## EXTRACTED INFORMATION:

---+---

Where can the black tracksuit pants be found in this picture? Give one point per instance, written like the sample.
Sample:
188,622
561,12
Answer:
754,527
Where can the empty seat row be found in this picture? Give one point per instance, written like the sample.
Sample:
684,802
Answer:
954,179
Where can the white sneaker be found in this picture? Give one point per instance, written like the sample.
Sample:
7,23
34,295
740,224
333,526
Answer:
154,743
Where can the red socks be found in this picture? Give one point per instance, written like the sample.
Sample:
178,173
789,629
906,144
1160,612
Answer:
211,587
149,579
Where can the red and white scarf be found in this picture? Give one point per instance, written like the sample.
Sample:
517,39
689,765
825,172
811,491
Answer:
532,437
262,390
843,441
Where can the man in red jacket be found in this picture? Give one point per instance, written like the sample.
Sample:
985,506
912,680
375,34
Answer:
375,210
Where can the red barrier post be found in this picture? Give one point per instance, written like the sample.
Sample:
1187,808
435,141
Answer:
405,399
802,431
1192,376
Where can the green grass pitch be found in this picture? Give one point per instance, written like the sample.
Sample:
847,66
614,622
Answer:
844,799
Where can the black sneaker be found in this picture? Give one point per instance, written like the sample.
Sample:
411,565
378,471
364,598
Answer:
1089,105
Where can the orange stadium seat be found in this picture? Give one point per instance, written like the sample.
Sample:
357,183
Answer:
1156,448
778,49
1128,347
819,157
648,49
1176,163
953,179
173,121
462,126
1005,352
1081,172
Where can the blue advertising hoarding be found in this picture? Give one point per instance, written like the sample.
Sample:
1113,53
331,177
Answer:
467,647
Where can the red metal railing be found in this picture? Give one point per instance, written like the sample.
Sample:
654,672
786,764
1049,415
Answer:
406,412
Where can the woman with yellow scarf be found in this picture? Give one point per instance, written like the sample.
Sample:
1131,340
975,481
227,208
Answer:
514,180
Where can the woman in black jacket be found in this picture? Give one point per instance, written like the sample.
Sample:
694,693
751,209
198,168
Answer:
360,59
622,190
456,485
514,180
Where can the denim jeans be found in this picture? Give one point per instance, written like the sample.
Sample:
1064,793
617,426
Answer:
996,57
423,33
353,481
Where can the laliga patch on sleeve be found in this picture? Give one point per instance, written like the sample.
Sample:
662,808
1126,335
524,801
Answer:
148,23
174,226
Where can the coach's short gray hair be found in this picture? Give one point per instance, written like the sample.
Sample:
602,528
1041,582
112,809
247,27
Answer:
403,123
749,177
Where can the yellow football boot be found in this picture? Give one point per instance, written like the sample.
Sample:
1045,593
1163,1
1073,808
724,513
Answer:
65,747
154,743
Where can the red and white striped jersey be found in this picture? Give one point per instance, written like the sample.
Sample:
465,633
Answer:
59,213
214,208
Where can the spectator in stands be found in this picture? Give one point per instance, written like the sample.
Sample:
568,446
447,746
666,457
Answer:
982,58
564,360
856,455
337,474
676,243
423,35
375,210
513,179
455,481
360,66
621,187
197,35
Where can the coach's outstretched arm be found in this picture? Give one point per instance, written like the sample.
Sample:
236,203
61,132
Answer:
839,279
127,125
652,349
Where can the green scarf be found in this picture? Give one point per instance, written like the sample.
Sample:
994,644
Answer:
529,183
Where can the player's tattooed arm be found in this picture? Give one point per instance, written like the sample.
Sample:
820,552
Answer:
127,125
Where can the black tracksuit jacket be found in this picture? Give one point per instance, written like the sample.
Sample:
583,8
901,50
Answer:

---+---

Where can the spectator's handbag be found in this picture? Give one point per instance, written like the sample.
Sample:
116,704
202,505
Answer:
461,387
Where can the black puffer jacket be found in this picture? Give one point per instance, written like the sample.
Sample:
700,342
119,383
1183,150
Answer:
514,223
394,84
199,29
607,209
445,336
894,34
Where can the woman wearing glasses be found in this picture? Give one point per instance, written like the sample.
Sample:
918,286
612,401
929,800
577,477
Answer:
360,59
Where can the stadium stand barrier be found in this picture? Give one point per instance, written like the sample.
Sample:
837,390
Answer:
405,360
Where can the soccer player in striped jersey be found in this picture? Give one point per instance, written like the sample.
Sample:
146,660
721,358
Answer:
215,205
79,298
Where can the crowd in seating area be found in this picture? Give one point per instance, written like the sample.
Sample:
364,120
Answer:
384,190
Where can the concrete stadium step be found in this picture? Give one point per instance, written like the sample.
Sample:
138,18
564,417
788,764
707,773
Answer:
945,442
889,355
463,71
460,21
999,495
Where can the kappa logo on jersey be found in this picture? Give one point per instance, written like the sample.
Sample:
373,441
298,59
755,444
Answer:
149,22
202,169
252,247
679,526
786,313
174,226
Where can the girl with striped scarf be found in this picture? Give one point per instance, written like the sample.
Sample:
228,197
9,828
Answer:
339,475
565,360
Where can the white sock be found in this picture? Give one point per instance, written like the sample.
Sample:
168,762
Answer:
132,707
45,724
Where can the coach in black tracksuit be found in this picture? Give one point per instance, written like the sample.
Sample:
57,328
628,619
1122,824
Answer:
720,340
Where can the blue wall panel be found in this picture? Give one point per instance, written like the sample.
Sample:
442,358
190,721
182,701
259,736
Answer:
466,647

---+---

## BRIEF:
Return each line above that contains the word "yellow". Matching is case-sensitive.

## WRITTEN SOLUTION:
Where can the woman with yellow scarf be found in this picture? Give one point per instance, written like the sample.
Where can the yellow football boot be found in this picture? Give one point per instance, written like the sample.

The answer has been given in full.